Begin Stored records
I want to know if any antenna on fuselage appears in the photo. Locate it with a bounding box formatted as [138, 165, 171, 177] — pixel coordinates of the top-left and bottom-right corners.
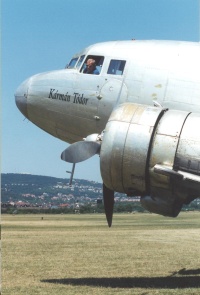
[66, 163, 76, 186]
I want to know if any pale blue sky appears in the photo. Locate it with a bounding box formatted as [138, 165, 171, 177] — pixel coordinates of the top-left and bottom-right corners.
[1, 0, 200, 182]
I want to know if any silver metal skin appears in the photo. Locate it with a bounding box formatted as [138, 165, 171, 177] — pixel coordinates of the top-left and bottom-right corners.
[15, 40, 200, 222]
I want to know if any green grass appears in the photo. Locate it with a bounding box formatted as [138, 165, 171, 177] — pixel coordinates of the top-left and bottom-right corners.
[2, 212, 200, 295]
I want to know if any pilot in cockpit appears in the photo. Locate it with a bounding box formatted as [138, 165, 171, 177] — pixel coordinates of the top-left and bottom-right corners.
[83, 58, 99, 75]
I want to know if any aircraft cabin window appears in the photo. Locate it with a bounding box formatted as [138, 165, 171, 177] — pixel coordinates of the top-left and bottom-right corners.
[107, 59, 126, 75]
[80, 55, 104, 75]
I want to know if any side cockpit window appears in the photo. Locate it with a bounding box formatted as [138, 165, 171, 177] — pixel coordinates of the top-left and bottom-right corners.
[65, 55, 85, 69]
[107, 59, 126, 75]
[80, 55, 104, 75]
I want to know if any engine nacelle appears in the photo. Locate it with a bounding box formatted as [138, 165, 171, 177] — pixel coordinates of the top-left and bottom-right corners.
[100, 103, 200, 217]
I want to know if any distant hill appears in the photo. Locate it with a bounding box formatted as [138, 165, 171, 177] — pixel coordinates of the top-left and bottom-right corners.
[1, 173, 98, 186]
[1, 173, 102, 203]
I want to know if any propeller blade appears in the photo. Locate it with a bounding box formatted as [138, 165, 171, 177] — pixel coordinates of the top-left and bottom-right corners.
[103, 183, 114, 227]
[61, 141, 100, 163]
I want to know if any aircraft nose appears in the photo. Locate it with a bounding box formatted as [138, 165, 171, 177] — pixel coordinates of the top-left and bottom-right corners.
[15, 79, 29, 118]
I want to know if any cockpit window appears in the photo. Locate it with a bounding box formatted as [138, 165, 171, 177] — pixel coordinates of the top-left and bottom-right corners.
End Stored records
* Written problem
Copy the entries word for word from the beginning through the line containing "[100, 103, 200, 217]", leaving out the pictures.

* Solution
I want to know if any antenna on fuselage appears in the photo. Locate it with a bounding box formatted as [138, 165, 171, 177] — pixel coordinates of the top-left and bottom-right corners.
[66, 163, 76, 186]
I want to know if any pale blue sky appears in the photo. Locate it with a bounding box formatted as [138, 165, 171, 177] — pixel coordinates of the top-left and bottom-right corners.
[1, 0, 200, 182]
I want to know if any silver metal skin appears in the photo. Locate it with a bounding box formatted as [138, 165, 171, 177] — pixel coordinates of the top-left and bottom-right corners.
[15, 40, 200, 222]
I want to know if any green grass appears in the photo. Locate it with a bounding box formatted as [138, 165, 171, 177] — pixel coordinates of the top-left and bottom-right corners.
[2, 212, 200, 295]
I want to know if any pilot in cockpit appears in the photo. Locate it with a bounding box formatted as [138, 165, 171, 177] — pixel coordinates of the top-left and bottom-right corners.
[83, 58, 99, 75]
I want to know if any aircraft cabin window appears in the photo. Locate it with a bounding box formatted as [138, 165, 171, 177] — pixel coordinates of the top-left and bottom-right corners.
[107, 59, 126, 75]
[80, 55, 104, 75]
I want to know if any side cockpit window appears in the photo. Locate it with a bounding box formatted as [138, 165, 171, 177] — pixel coordinates of the top-left and bottom-right corners.
[65, 55, 85, 69]
[107, 59, 126, 75]
[80, 55, 104, 75]
I want to know if any engine nacelle appears in the photo. Locate it with a bounding box formatted as [138, 165, 171, 177] — pixel coordinates of the top-left and bottom-right corners.
[100, 103, 200, 217]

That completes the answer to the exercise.